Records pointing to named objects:
* * * * *

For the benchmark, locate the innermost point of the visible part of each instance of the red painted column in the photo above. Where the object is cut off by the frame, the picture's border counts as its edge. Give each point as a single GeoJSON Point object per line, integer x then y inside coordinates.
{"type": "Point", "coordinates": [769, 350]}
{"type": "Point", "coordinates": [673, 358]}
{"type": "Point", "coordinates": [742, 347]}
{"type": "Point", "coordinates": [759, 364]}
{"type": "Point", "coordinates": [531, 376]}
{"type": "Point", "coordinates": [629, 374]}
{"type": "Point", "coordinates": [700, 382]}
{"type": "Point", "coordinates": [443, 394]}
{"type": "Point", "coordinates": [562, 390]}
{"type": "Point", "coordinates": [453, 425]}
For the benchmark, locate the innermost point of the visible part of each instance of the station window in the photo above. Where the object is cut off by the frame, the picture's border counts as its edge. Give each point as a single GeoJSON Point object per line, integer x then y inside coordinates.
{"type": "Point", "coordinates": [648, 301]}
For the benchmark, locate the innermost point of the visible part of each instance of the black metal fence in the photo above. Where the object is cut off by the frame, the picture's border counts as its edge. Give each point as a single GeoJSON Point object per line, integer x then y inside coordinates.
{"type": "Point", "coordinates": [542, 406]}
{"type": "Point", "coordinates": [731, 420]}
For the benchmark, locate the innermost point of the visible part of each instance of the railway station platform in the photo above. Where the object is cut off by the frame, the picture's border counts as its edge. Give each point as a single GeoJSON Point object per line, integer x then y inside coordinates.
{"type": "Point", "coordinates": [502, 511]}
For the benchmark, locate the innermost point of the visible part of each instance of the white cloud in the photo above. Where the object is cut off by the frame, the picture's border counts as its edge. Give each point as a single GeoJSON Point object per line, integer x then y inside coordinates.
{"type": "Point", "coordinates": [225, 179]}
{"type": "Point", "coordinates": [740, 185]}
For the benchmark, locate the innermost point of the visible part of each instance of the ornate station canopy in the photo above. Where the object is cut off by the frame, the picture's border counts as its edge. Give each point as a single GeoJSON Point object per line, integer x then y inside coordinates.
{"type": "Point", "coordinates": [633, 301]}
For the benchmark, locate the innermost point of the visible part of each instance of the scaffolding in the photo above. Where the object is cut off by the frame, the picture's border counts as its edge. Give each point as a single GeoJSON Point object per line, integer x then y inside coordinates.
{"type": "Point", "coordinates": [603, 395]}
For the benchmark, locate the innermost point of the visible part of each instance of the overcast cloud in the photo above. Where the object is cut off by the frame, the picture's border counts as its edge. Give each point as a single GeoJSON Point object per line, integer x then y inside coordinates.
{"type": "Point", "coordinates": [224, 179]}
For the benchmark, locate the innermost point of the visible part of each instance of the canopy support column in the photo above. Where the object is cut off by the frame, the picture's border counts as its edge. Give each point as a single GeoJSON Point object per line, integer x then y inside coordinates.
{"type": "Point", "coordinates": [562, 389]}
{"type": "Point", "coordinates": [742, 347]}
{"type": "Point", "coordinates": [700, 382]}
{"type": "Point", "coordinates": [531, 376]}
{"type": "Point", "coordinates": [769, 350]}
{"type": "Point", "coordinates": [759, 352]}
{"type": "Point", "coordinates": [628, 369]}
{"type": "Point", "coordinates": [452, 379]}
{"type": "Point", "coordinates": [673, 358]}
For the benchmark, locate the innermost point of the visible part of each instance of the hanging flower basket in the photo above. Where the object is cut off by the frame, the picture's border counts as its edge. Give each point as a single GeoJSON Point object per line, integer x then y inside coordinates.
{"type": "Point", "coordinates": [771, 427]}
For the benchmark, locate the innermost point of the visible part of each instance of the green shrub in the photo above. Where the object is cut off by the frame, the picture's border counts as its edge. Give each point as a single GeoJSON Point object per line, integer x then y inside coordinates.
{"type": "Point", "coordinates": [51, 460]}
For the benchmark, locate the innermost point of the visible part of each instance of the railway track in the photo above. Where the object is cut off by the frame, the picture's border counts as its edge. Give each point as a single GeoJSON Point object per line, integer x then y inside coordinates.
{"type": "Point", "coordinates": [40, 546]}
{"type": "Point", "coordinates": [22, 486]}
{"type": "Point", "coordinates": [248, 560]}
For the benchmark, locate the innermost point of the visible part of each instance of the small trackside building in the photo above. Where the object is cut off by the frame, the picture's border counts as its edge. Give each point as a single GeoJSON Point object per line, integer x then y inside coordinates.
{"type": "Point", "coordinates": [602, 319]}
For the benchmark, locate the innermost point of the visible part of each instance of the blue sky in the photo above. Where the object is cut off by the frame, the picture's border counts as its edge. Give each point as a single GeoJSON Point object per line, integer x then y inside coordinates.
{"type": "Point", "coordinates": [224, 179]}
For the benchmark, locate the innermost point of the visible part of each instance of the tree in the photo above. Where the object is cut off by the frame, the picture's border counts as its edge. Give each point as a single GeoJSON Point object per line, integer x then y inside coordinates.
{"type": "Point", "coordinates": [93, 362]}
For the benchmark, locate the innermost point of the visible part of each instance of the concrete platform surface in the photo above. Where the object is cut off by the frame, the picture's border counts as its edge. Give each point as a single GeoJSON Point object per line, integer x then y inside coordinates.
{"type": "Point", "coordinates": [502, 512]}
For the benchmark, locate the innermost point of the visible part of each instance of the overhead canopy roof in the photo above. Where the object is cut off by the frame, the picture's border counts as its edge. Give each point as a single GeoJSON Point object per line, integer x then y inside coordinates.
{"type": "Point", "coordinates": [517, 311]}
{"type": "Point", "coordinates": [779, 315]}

* * * * *

The request: Please copy all of the lines above word for word, with nothing changed.

Result for this task:
For the benchmark, locate the innermost point of the visible part of each instance of the red painted column in the photo above. Where the object is cut off by the frame, the picture's border counts as its edge. Give each point as a single GeoJSON Point object per line, integer x then y inside coordinates.
{"type": "Point", "coordinates": [769, 350]}
{"type": "Point", "coordinates": [673, 358]}
{"type": "Point", "coordinates": [742, 347]}
{"type": "Point", "coordinates": [759, 364]}
{"type": "Point", "coordinates": [531, 376]}
{"type": "Point", "coordinates": [629, 374]}
{"type": "Point", "coordinates": [700, 382]}
{"type": "Point", "coordinates": [443, 394]}
{"type": "Point", "coordinates": [562, 390]}
{"type": "Point", "coordinates": [453, 425]}
For the benchmark, locate the innermost point of the visible part of each instance of the station window in the photo above. Where the object is cut off by the frame, the picture's border counts as its edge. Give each point as a single GeoJSON Point object per line, integer x then y inside coordinates.
{"type": "Point", "coordinates": [648, 301]}
For the benchmark, locate the innermost point of the visible part of each instance of the black metal fence in the photo above. Where the object is cut off by the frame, the picture's border counts as its edge. Give each point as a single GeoJSON Point object per line, integer x then y inside coordinates.
{"type": "Point", "coordinates": [542, 406]}
{"type": "Point", "coordinates": [731, 420]}
For the benchmark, locate the innermost point of the visible part of each instance of the railway station platform in the photo above. Where the object is cut off by the frame, the picture's border counts as its edge. Give each point as a single GeoJSON Point object per line, integer x then y inside coordinates.
{"type": "Point", "coordinates": [502, 511]}
For the benchmark, locate the innermost point of the visible part of each instance of the white cloud in the photo above. Where the object is cut off by the frame, the picture's border counts as its edge. Give each point as a single GeoJSON Point object per line, integer x then y inside coordinates.
{"type": "Point", "coordinates": [225, 179]}
{"type": "Point", "coordinates": [740, 185]}
For the benchmark, locate the innermost point of the visible part of each instance of the ornate station canopy in the photo above. Where the object is cut off by the frame, the picture's border counts as its edge. Give each point as a single GeoJSON Point object per line, integer x then y inside coordinates.
{"type": "Point", "coordinates": [633, 301]}
For the benchmark, locate the innermost point of the visible part of each instance of the scaffolding in the photo above. Where the object is cut off by the frame, the picture's border counts as its edge. Give each point as a single GeoJSON Point object per line, integer x then y inside coordinates.
{"type": "Point", "coordinates": [603, 395]}
For the benchmark, locate the innermost point of the visible part of each instance of the overcast cloud in the photo above. Where the object is cut off by the frame, the picture's border counts as its edge. Give each point as a single GeoJSON Point object per line, integer x then y inside coordinates.
{"type": "Point", "coordinates": [224, 179]}
For the benchmark, locate the innermost point of the visible part of each instance of the canopy support column in the photo above. Where the object is cut off by the frame, the picture's border counts as its edge. Give each point as a single GeoJSON Point object per line, integer x then y inside coordinates.
{"type": "Point", "coordinates": [562, 389]}
{"type": "Point", "coordinates": [742, 347]}
{"type": "Point", "coordinates": [700, 382]}
{"type": "Point", "coordinates": [531, 376]}
{"type": "Point", "coordinates": [769, 350]}
{"type": "Point", "coordinates": [759, 352]}
{"type": "Point", "coordinates": [628, 369]}
{"type": "Point", "coordinates": [452, 379]}
{"type": "Point", "coordinates": [673, 358]}
For the benchmark, locate the innermost point of the visible part of each instance of the hanging flower basket in the photo above. Where the object is cut off by the frame, the picture's border counts as its edge. Give each point as a single GeoJSON Point object per line, integer x then y inside coordinates.
{"type": "Point", "coordinates": [771, 427]}
For the benchmark, locate the innermost point of the visible part of each instance of the green shrub in the photo above. Where the object is cut off by the frame, the picture's border counts as its edge. Give each point as a single GeoJSON Point object per line, integer x then y inside coordinates.
{"type": "Point", "coordinates": [51, 460]}
For the benchmark, locate the innermost point of the visible part of each instance of the railway track in the photo above. Where the object is cut off by the frame, the picture's border counts as its edge. Give each point as a single GeoJSON Point object per line, integer x then y inside coordinates.
{"type": "Point", "coordinates": [40, 546]}
{"type": "Point", "coordinates": [22, 486]}
{"type": "Point", "coordinates": [248, 560]}
For the benchmark, locate the innermost point of the visible part of each instance of the small trackside building in the photo above. Where the object is cut off by the frame, the picture's border counts as its edge. Give each point as a single GeoJSON Point object per line, integer x then y inside coordinates.
{"type": "Point", "coordinates": [602, 319]}
For the benchmark, locate the innermost point of the visible part of each instance of the blue sky in the photo above. Where the object is cut off by the frame, the picture's border counts as its edge. Give each point as a single GeoJSON Point object per line, integer x then y inside coordinates.
{"type": "Point", "coordinates": [224, 179]}
For the benchmark, locate the innermost point of the visible part of each instance of the tree in the photo above. Where the object is cut off by the frame, the picture's border counts as its edge. Give each point as a single GeoJSON Point object per line, integer x then y inside coordinates.
{"type": "Point", "coordinates": [93, 362]}
For the benchmark, locate the innermost point of the visible part of each instance of the concrete platform surface in the photo above. Where the object is cut off by the frame, the picture's border counts as its edge. Give each point as a single GeoJSON Point object per line, integer x then y inside coordinates.
{"type": "Point", "coordinates": [502, 512]}
For the benchmark, locate the innermost point of the visible part of each instance of the overhead canopy roof in the photo above. Where the object is cut off by the frame, the picture's border counts as its edge. Give each point as a single GeoJSON Point object per line, integer x then y inside coordinates.
{"type": "Point", "coordinates": [517, 311]}
{"type": "Point", "coordinates": [779, 315]}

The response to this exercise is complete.